- [Objectives]
1. According to the Whelan biography, what was Whelan's great-grandfather James Whelan's profession?
2. Please extend the Whelan biography past its final sentence.

Robert E. Whelan is a retired Justice of the Supreme Court of New York 8th Judicial District as well as the former Comptroller of Buffalo, New York from 1976 to 1989.

Early life
Whelan was born in Buffalo, New York and was the seventh of ten children. His father, Robert J. Whelan, was a Buffalo policeman who attained the rank of Assistant Chief of Detectives. His mother, Margaret Whelan (née Southard), was a stay-at-home mother who raised ten children. His great-grandfather, James Whelan, who came from Ireland, was a Buffalo attorney who worked in the same law firm as Grover Cleveland. Whelan attended Canisius College for his bachelor's degree, graduating with honors, before he attended the University of Buffalo for his Juris Doctor.

Public life and career
Whelan, at 32, was the youngest ever elected as Buffalo's Chief Fiscal officer, where he served for an unprecedented four terms; something no one before or since has done. During Whelan's four terms in office as Comptroller, he led the efforts and oversaw their storing of Buffalo's fiscal integrity after inheriting a $35 million deficit that caused the city to lose its credit rating. He restored and improved the city's credit rating, and achieved fourteen consecutive years of city financial results ending in the black. He also introduced innovative financial and data processing mechanisms in the early 1980s. He was the first to secure negotiated bond legislation from the governor and state legislature; the first in the nation to do so. The Buffalo Water Authority's financing technique was made a reality due to his efforts. During his tenure, he negotiated and sold close to $1 billion in the city of Buffalo's long and short term borrowing. Whelan successfully achieved bond sales for the Buffalo Sewer Authority in excess of $300 million.

- [Raw data]
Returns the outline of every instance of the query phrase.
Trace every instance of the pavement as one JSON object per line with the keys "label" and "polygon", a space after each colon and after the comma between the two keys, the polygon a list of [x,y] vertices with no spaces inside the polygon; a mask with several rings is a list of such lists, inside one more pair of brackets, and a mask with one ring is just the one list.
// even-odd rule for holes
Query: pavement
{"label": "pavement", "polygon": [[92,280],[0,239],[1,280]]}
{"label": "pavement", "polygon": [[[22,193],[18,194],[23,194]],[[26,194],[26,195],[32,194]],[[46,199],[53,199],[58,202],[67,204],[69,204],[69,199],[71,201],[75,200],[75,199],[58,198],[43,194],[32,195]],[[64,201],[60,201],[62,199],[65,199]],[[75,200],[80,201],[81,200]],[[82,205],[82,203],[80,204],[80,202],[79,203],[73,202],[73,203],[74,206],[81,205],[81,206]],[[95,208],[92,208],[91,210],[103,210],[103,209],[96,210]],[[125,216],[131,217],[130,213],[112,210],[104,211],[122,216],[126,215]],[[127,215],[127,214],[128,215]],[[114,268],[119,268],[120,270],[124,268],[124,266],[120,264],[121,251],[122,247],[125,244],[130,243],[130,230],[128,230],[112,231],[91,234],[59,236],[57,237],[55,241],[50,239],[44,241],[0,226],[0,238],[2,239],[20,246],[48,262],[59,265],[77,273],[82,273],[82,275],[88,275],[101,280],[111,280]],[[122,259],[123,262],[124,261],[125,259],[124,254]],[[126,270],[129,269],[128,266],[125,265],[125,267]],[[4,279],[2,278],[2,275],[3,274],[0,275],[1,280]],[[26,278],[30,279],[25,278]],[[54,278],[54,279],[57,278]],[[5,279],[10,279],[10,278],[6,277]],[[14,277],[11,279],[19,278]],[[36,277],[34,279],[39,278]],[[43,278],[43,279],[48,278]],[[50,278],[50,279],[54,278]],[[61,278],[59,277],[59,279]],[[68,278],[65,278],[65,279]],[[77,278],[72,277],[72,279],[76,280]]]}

- [Answers for this exercise]
1. He was a Buffalo attorney.

2.
Tim Russert
One of many of Whelan's career successes was of his former "protege", NBC's Meet the Press, Tim Russert. Whelan befriended Russert when the Buffalo native had just returned to Buffalo in 1972 after he graduated from John Carroll University. At Whelan's initiative, Russert was hired in the office, of then, City Comptroller; George D. O'Connell. During Russert's law school years, Whelan secured summer employment for him. In 1977, Russert was hired as the first Buffalo Office Manager for Senator Daniel Patrick Moynihan at Whelan's recommendation. As Western New York's coordinator of Moynihan's first campaign, Whelan saw to it that Russert was closely involved in the inner-workings of the campaign. From there Russert moved on his own to his successes with Governor Mario Cuomo, NBC News, and later as host of NBC's "Meet the Press". They remained close friends until Russert's death in 2008.

Awards and honors
 Nationally recognized as Comptroller to "All-Pro City Management Team", City and State Magazine for two consecutive years (1986-1987). This award focusing on the talents of public officials across the country, was determined by investment officers who are proficient in municipal finance and management. This distinction was bestowed upon Whelan first in 1986 and again in 1987 as he was selected to repeat on the All-Pro City Management Team- the only elected public official in the nation to receive such an honor.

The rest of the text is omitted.